#### Short task A:
How many hours a day is the Brisbane seafarer centre open, according to the interview?
#### Short task B:
Copy out everything in the interview from "Our pastoral and" down to "incident first response.", word for word.

* Start Supplied text *

In a series of interviews this month, we’re talking to the winners of 2018’s awards, which were presented at our ceremony in Geneva back in April. This week, we’re talking to Dave Ellis, Chairman/President of the Mission to Seafarers Brisbane, which won 2018’s Seafarer Centre of the Year award.
Tell us a bit about yourself and the seafarers’ centre you represent.
My name is Dave Ellis and I have been involved with Mission to Seafarers Brisbane for twenty years now, both volunteering on committee and on roster at the Flying Angel seafarer centre within the port of Brisbane, Australia. For the last ten years I have been Chairman/President of the Mission, retiring this year. Our committee has worked hard to improve both the seafarer centre for the benefit of seafarers and volunteers and to place the Mission in a favourable financial and welfare delivery position for the future.
The Mission Seafarers Centre is centrally located within the Port of Brisbane Fisherman Island port precinct. It is within 15 minutes’ drive of all the southern riverside berths, and approximately 30 minutes’ drive from the northern side berths. The Mission has a long term lease on the premises with Port of Brisbane Pty Ltd to ensure its presence within the port.
The Mission is in its 126th year of seafarer welfare and pastoral support in the port of Brisbane and is one of the oldest continuously operating volunteer organisations in Queensland, Australia. Our seafarer centre is open 12 hours a day, 365 days of the year for the benefit of visiting seafarers.
In recent years the Brisbane Mission Seafarers centre has welcomed around 12,000 seafarers. In 2017 this increased to 13,500 seafarer visits which shows that there is an important and ongoing need to provide seafarer welfare centres in ports around the world, providing up to date facilities and support services to meet the needs of today’s seafarer.
What welfare services and facilities does the Mission to Seafarers Brisbane provide for visiting seafarers?
The Brisbane seafarer centre provides a broad range of facilities and services to suit the needs of today’s seafarers who operate on shipping with reduced crew size and short turnaround times.
The Centre is housed in a purpose-built facility of approximately 1,000 square metres. The fully air-conditioned centre aims to provide a pleasant and welcoming club like atmosphere for the visiting seafarers, and a place where they can spend some quiet time, watch TV, play pool or table tennis, use the internet, shop for basic needs, and enjoy the gardens, bar area and fellowship with others. The centre also has a chapel that visitors can use for reflection and worship. Additionally, there are areas for the Centre and Committee offices, meeting rooms, storage, a ship visitor office and a day sleeping room.
The centre offers a free on-demand bus service to collect and return seafarers which maximises their time ashore and at the centre. We provide a range of free services such as hot drinks, knitted beanies, second hand clothing, books and magazines, DVDs and CDs.
Our pastoral and welfare care service outreach is provided by the seafarer centre volunteers, Chaplains, ISWAN certified ship visitors and specially trained volunteers in pastoral care and critical incident first response.

* End Supplied text *
* Start Given entries *

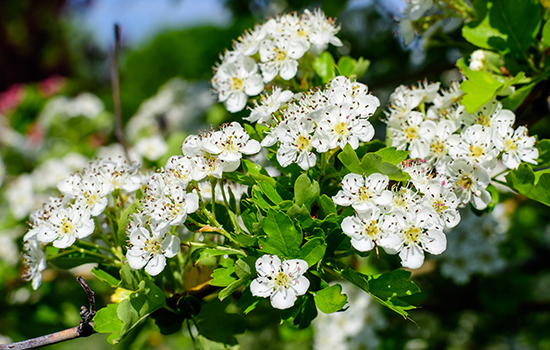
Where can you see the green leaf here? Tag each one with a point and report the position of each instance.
(349, 159)
(546, 34)
(515, 99)
(132, 311)
(306, 191)
(331, 299)
(392, 155)
(123, 221)
(283, 238)
(313, 251)
(217, 325)
(324, 66)
(479, 88)
(230, 289)
(223, 277)
(346, 66)
(326, 206)
(524, 180)
(504, 26)
(106, 321)
(248, 302)
(361, 67)
(105, 277)
(386, 288)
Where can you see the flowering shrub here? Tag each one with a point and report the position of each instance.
(275, 208)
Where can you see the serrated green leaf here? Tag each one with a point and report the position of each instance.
(546, 34)
(106, 321)
(524, 181)
(248, 302)
(386, 288)
(349, 159)
(313, 251)
(105, 277)
(283, 238)
(324, 66)
(478, 89)
(330, 299)
(361, 67)
(223, 277)
(515, 99)
(504, 26)
(123, 221)
(326, 206)
(217, 325)
(230, 289)
(346, 66)
(392, 155)
(306, 191)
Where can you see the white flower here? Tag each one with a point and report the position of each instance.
(368, 228)
(235, 81)
(230, 143)
(150, 249)
(282, 282)
(516, 146)
(296, 143)
(34, 262)
(474, 144)
(417, 233)
(65, 226)
(269, 104)
(470, 182)
(364, 193)
(279, 57)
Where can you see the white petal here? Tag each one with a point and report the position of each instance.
(156, 265)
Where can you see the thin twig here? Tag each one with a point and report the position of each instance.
(83, 330)
(116, 93)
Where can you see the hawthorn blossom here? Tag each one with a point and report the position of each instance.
(34, 262)
(150, 248)
(362, 193)
(65, 225)
(417, 232)
(516, 146)
(235, 81)
(282, 282)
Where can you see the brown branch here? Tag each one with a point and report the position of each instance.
(116, 93)
(84, 329)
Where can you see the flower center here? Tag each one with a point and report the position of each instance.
(412, 235)
(476, 151)
(280, 55)
(282, 280)
(371, 230)
(411, 132)
(237, 84)
(303, 143)
(67, 227)
(465, 182)
(341, 129)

* End Given entries *

#### Worked answer A:
12 hours a day, 365 days of the year.

#### Worked answer B:
Our pastoral and welfare care service outreach is provided by the seafarer centre volunteers, Chaplains, ISWAN certified ship visitors and specially trained volunteers in pastoral care and critical incident first response.